Written problem a
Return every line in the rows below that contains the string "ceiling". Case counts.

The densely packed Old Town presents problems for the architectural photographer, or would but for the steep slopes it is built on. The Museum for instance, how to get far enough away to see it and put it in some sort of context? Simply walk up to the Castle esplanade and look across the sooty mediaeval and Victorian roofscape to its bright, funky modern-ness, against the backdrop of Arthur’s Seat, and the hills of Midlothian 15 miles beyond!
An Edinburgh pavement near the top of Castle Hill, [ Eric de Maré ]
And this pattern is repeated. Round almost every corner, I need only look up, down or across, and a vista reveals layers of history – down a close, across a valley. The geography of the town is as important as the individual buildings: the bleakness of the 1960’s Dumbiedykes estate is relieved by having one of the most spectacular backdrops of any housing project in Europe. The view down to the New Town and across the Forth to the hills of Fife from Ramsay Garden is as memorable as the building itself. Indeed it is arguably part of the building.
And these layers of time reveal themselves without the efforts of the heritage industry – people on the Royal Mile running around hamming it up in 18th century costume handing out leaflets to entice visitors to buy tickets for ‘ghost tours’ complete with imaginative (‘gruesome’) accounts of the past. Heritage porn, or, as the architectural film-maker and critic Murray Grigor puts it in one of his barbed neologisms: disnaework. In a sense the Old Town has become a victim of its own success: its special appeal – historic buildings in a spectacular volcanic landscape – attracts a constant stream of visitors, whose spending power has in turn spawned a thriving ‘heritage’ industry devoted to selling Ghost Tours and Jimmy-hats, which in turn has exerted pressure on the local authority to refuse planning permission to put up exciting, elegant modern architecture using a mix of traditional (wood, stone) and contemporary (concrete, plate glass ) materials to complement existing older buildings. Compare with Italy for example, where the planning authorities care for and protect their historic towns and cities yet encourage the discreet intervention of good contemporary design. Here we seem to be terrified of any architectural evidence that we live in the 21st century. The issue of whether the beleaguered Old Town residents want to live in a museum or somewhere with a future is a vexed one, as local services are left to the vagaries of market forces and increasingly valuable public properties housing vital amenities such as nursery schools are sold off by a City Council desperate to pay for expensive vanity projects.

Written problem b
Reproduce the passage of the essay on Edinburgh's Old Town that opens with the words containing "An Edinburgh pavement" and closes with "of the building.".

Supplied material
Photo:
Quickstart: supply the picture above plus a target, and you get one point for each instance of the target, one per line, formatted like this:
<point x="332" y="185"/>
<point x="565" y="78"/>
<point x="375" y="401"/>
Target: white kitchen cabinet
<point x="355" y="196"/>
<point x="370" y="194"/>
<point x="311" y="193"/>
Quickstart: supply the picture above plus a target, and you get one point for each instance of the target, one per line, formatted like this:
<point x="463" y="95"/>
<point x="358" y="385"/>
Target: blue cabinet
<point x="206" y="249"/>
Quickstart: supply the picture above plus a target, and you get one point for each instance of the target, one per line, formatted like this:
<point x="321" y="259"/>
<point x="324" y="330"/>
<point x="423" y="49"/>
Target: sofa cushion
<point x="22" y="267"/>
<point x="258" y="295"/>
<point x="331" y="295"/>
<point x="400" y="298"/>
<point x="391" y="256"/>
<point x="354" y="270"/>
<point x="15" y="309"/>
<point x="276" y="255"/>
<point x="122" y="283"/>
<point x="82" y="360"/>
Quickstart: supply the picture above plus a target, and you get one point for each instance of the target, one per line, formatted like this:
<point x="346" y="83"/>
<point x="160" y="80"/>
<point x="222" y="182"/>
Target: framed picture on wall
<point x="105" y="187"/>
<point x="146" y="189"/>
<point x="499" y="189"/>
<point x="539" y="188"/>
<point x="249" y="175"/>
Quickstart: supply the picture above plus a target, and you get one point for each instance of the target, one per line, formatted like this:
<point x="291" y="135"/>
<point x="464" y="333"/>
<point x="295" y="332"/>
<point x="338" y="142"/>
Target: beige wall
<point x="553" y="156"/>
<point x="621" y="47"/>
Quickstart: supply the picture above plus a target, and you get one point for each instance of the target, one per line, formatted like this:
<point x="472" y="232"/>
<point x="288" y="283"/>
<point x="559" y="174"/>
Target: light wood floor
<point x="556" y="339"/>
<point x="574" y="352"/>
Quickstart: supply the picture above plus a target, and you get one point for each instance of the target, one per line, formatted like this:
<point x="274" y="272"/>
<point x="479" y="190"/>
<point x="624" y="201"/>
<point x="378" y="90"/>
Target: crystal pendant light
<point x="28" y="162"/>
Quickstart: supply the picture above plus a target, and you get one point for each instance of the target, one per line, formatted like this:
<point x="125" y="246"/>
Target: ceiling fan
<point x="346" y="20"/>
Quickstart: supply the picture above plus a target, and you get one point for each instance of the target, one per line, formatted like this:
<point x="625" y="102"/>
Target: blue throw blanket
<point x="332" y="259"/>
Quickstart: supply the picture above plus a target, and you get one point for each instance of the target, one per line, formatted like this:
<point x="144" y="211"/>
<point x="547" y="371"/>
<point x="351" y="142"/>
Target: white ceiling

Result a
Target: ceiling fan
Target: white ceiling

Result b
An Edinburgh pavement near the top of Castle Hill, [ Eric de Maré ]
And this pattern is repeated. Round almost every corner, I need only look up, down or across, and a vista reveals layers of history – down a close, across a valley. The geography of the town is as important as the individual buildings: the bleakness of the 1960’s Dumbiedykes estate is relieved by having one of the most spectacular backdrops of any housing project in Europe. The view down to the New Town and across the Forth to the hills of Fife from Ramsay Garden is as memorable as the building itself. Indeed it is arguably part of the building.